__Action item 1__. Quote the letter about social care word for word, starting with "Our social care" and going on through "knew little about.".
__Action item 2__.
Using the letter about social care, decide whether each statement below agrees with it. Answer yes or no for each, and quote the deciding words.
(a) The charity closed down 10 days before the lockdown.
(b) The charity let families continue visiting the homes.
(c) Anyone arriving from hospital was isolated for 7 days.
__Action item 3__. According to the letter about social care, across which counties does the charity deliver care?

__Selected passage__.
● ● ● ●

Our social care needs care now

From: Karen Deacon, CEO, Queen Elizabeth’s Foundation for Disabled People

Care home residents gv PPP-200206-150251003
Care home residents gv PPP-200206-150251003

I am writing in response to the PMs recent comments about how he believed many care homes did not follow proper procedures on coronavirus.

As a CEO of a charity which delivers complex care and rehabilitation to clients in nursing and care home settings across Surrey and Kent, when the lockdown was first declared, I like many others in my field, had assessed the risk and decided to close down the hatches 10 days before the lockdown. This was based on best advice to me at the time. The central advice for the first few weeks was confused and that was expected. This was a difficult changing world both, environmental issues and progress of a disease we all knew little about.

This is unchartered territory for all of us and our outbreak plans have all been tested to the full. We ask the PM on our behalf, to make the best decisions based on the best advice he has at the time, some will be life saving, some may not. But we can only go with what we know, assess or believe is right for the safety of public, in the PM’s case or our clients in our case.

So what did we do? We restricted staff going home, working elsewhere, limited visits to the homes, sent staff to work at home, isolated staff we felt maybe at risk, stopped families visiting, brought our own PPE, we knew the NHS had to have first call, we got supplies in ready, for isolation, changed our IT systems so communication to external world happened easily for many, we held daily meetings to check on progress and review data, advice and expert views. We ensured anyone that came from hospital, before testing was so available, was isolated for 14 days in one room with the same staff only supporting them, we brought, at hugely inflated costs, hand sanitisers, test kits, not forgetting PPE, all in the absence of the first plans and any money kicking in.

● ● ● ●

__Extracted entries__.

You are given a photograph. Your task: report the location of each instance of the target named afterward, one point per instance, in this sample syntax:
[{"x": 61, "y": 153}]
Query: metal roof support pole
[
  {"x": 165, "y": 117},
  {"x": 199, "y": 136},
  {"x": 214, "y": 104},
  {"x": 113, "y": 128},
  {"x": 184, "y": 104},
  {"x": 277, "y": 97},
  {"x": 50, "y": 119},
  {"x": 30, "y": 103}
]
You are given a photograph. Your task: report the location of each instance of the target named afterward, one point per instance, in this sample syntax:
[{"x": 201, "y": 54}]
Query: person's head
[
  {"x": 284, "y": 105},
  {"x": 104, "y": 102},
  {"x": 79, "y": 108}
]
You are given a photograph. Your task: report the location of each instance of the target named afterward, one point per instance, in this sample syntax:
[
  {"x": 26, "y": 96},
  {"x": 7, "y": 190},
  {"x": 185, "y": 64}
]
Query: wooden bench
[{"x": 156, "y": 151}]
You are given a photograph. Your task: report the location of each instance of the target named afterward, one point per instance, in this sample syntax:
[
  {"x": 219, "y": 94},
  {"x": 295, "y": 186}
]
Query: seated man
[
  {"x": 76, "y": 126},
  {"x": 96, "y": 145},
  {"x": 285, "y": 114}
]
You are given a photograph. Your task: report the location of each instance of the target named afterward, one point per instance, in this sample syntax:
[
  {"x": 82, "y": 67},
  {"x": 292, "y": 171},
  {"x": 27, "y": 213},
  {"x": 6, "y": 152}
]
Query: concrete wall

● ● ● ●

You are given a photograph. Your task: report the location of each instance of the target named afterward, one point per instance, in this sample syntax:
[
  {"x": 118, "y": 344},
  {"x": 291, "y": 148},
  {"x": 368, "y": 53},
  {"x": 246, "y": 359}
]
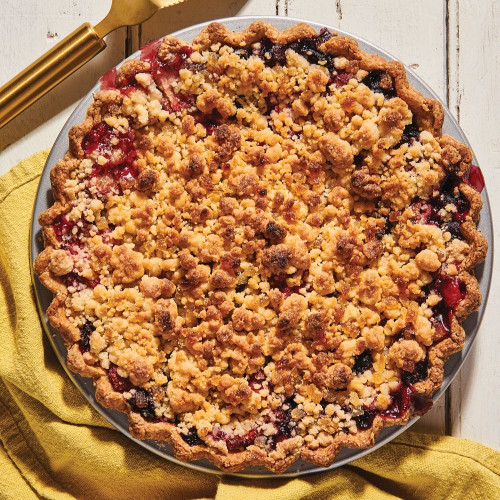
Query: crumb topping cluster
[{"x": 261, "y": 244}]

● ● ● ●

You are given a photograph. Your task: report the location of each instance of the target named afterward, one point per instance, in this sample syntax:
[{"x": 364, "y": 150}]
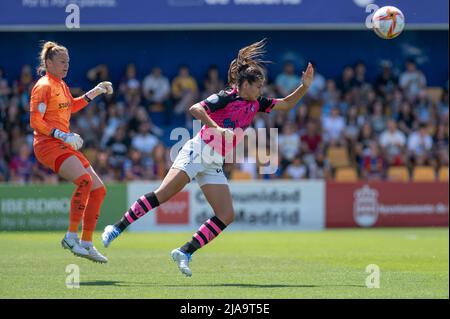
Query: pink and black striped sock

● ● ● ●

__Result 1__.
Our social care needs care now

From: Karen Deacon, CEO, Queen Elizabeth’s Foundation for Disabled People

Care home residents gv PPP-200206-150251003
Care home residents gv PPP-200206-150251003

I am writing in response to the PMs recent comments about how he believed many care homes did not follow proper procedures on coronavirus.

As a CEO of a charity which delivers complex care and rehabilitation to clients in nursing and care home settings across Surrey and Kent, when the lockdown was first declared, I like many others in my field, had assessed the risk and decided to close down the hatches 10 days before the lockdown. This was based on best advice to me at the time. The central advice for the first few weeks was confused and that was expected. This was a difficult changing world both, environmental issues and progress of a disease we all knew little about.

__Result 2__.
(a) Yes: "decided to close down the hatches 10 days before the lockdown"
(b) No: "stopped families visiting"
(c) No: "was isolated for 14 days in one room"

__Result 3__. Surrey and Kent.